-- START OF Given data --

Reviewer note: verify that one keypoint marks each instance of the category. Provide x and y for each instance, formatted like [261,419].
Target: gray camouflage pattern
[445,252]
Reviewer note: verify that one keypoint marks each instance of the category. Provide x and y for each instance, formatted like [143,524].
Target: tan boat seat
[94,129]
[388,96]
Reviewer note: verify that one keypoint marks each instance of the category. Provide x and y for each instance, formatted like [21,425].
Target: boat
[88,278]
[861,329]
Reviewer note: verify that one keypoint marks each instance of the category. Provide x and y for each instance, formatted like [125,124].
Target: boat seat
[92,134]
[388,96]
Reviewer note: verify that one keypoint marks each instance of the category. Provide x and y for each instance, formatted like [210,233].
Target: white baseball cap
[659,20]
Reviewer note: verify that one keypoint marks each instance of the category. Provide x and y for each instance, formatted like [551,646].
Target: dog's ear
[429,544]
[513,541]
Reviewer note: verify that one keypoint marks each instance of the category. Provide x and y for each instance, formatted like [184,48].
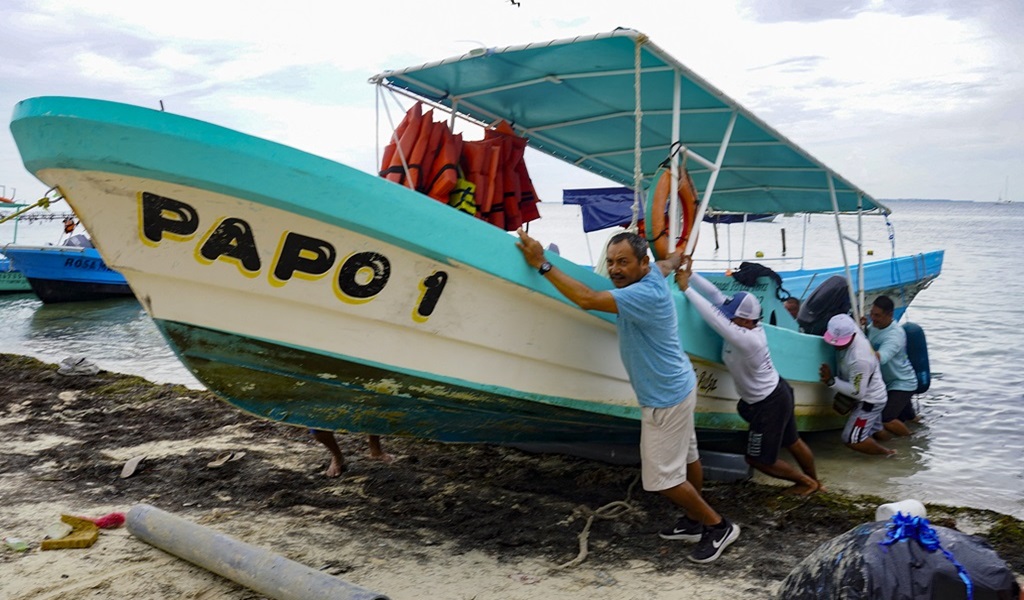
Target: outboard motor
[79,241]
[829,299]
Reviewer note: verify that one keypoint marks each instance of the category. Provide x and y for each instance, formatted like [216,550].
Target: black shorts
[772,424]
[895,402]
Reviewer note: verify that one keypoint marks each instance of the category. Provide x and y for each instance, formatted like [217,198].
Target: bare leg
[803,484]
[337,459]
[896,427]
[376,452]
[687,498]
[805,458]
[694,474]
[869,446]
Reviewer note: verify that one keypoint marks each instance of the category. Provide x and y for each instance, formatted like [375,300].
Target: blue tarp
[603,207]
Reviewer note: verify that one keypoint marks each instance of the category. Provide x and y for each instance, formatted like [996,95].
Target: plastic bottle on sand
[16,544]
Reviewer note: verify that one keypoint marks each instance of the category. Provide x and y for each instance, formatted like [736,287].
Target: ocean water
[969,449]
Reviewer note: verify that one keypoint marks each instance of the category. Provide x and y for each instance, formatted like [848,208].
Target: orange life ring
[655,214]
[407,134]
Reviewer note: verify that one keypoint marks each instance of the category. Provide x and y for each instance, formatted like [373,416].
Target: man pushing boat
[662,377]
[766,398]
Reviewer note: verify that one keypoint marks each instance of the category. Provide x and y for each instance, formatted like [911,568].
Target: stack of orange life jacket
[440,165]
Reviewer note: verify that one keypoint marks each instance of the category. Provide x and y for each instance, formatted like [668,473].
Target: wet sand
[440,520]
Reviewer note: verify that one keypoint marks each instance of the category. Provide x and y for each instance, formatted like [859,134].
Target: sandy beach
[440,521]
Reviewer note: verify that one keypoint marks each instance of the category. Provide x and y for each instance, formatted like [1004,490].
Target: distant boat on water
[72,272]
[1005,196]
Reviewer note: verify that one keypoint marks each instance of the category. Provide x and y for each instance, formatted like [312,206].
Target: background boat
[67,273]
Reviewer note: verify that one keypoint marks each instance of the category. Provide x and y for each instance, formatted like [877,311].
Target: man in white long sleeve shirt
[766,398]
[860,378]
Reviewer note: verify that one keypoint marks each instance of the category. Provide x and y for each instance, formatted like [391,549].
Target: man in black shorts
[766,398]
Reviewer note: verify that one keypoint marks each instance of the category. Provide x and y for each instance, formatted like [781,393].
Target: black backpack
[749,273]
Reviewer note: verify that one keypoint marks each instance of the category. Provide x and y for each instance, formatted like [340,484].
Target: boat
[1005,195]
[11,280]
[900,277]
[314,294]
[74,271]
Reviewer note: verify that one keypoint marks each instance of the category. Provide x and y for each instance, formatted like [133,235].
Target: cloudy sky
[910,98]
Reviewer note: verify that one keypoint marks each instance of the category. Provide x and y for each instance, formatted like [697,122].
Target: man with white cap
[766,398]
[860,378]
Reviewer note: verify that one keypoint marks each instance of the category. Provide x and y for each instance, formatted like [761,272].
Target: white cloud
[871,89]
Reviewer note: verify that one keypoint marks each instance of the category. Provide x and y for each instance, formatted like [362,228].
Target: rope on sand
[612,510]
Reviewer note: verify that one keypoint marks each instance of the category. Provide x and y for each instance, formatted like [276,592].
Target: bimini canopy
[576,99]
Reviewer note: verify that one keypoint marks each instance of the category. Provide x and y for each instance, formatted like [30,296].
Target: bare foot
[336,469]
[382,457]
[802,488]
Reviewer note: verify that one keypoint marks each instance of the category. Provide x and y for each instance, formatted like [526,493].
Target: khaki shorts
[668,443]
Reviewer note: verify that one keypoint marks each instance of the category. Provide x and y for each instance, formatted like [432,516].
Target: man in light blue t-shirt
[662,378]
[889,341]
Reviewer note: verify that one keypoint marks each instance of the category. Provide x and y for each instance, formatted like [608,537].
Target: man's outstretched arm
[576,291]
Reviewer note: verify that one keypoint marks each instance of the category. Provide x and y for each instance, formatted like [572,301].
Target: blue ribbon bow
[902,527]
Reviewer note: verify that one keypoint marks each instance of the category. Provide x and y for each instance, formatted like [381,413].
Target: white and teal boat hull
[310,293]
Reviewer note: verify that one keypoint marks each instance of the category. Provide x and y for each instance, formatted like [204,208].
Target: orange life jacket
[656,228]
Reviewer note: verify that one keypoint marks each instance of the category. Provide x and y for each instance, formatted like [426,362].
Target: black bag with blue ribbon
[904,558]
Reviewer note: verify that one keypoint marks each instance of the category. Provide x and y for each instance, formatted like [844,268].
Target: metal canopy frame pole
[710,188]
[860,255]
[842,245]
[674,226]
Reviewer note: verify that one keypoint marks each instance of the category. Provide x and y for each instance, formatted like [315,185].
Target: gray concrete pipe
[254,567]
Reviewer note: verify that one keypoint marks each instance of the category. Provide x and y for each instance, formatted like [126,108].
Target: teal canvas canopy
[577,99]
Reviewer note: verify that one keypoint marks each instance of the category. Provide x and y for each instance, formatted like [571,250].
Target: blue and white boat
[314,294]
[11,280]
[71,272]
[900,277]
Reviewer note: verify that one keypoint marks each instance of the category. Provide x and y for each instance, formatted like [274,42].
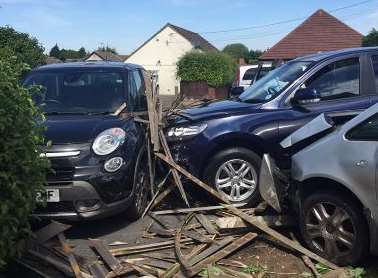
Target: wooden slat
[97,271]
[206,224]
[211,250]
[193,178]
[176,175]
[197,237]
[286,241]
[66,269]
[157,198]
[105,254]
[232,247]
[70,255]
[50,231]
[197,209]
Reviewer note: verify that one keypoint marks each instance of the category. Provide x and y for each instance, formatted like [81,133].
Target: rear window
[78,92]
[250,74]
[375,66]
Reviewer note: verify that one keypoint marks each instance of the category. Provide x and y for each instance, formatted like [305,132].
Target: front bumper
[68,208]
[86,190]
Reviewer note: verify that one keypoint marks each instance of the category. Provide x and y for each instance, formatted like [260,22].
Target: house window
[340,79]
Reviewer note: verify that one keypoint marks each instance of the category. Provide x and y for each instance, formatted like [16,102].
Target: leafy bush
[370,39]
[216,68]
[27,49]
[22,171]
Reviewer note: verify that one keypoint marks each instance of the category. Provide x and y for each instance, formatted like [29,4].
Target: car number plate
[50,195]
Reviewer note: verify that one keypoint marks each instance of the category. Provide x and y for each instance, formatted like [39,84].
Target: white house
[98,55]
[160,54]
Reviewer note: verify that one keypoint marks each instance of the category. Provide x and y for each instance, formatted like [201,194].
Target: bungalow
[161,52]
[105,56]
[320,32]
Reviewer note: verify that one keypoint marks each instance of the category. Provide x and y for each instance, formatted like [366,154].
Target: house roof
[52,60]
[194,38]
[320,32]
[123,57]
[106,56]
[88,65]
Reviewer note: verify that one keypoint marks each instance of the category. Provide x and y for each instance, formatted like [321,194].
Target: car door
[339,86]
[372,60]
[360,161]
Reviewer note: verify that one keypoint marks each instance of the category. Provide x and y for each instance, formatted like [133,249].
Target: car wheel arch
[322,184]
[235,140]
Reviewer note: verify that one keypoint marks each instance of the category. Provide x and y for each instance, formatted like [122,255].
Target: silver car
[332,184]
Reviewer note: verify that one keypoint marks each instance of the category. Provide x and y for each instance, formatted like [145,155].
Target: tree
[27,49]
[370,39]
[108,49]
[217,69]
[55,51]
[22,171]
[82,53]
[254,55]
[236,51]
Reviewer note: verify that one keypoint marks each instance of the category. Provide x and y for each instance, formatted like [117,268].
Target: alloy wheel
[330,229]
[237,179]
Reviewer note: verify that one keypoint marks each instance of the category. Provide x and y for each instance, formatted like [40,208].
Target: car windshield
[78,92]
[274,83]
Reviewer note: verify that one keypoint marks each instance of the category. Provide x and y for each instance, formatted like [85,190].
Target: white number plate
[50,195]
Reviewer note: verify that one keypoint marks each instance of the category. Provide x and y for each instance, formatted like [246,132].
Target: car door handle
[362,163]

-- END OF Given data --

Give everything from the line containing "formatted like [246,132]." down to the end of the rows as a JSON list of strings, one per line, with blank lines left out.

[
  "Reviewer note: verify that one keypoint marks each instance of the category. Provide x and y for each instance, formatted like [246,132].",
  "Target: car door handle",
  "[362,163]"
]